**Region annotation items:**
------------------------------------------------

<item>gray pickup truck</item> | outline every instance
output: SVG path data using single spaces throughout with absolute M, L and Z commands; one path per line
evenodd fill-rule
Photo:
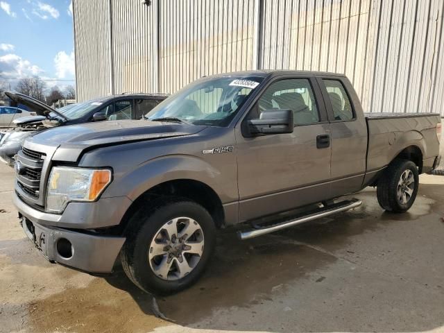
M 357 207 L 412 205 L 439 163 L 438 114 L 364 114 L 343 76 L 246 71 L 200 79 L 139 121 L 64 126 L 28 137 L 14 203 L 51 262 L 110 273 L 119 257 L 146 291 L 202 274 L 218 229 L 248 239 Z

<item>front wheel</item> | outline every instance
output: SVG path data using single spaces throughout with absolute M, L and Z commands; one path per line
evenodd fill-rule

------------------------------------------------

**Instructions for the task:**
Rewrite the items from the line with "<item>front wheel</item> |" up to and including the last line of the items, changing "instance" to "occurrence" and leaving everything else as it is.

**Task output:**
<item>front wheel</item> | outline every occurrence
output: SVG path data using single spaces throughout with absolute M, L and Z commands; one path per line
evenodd fill-rule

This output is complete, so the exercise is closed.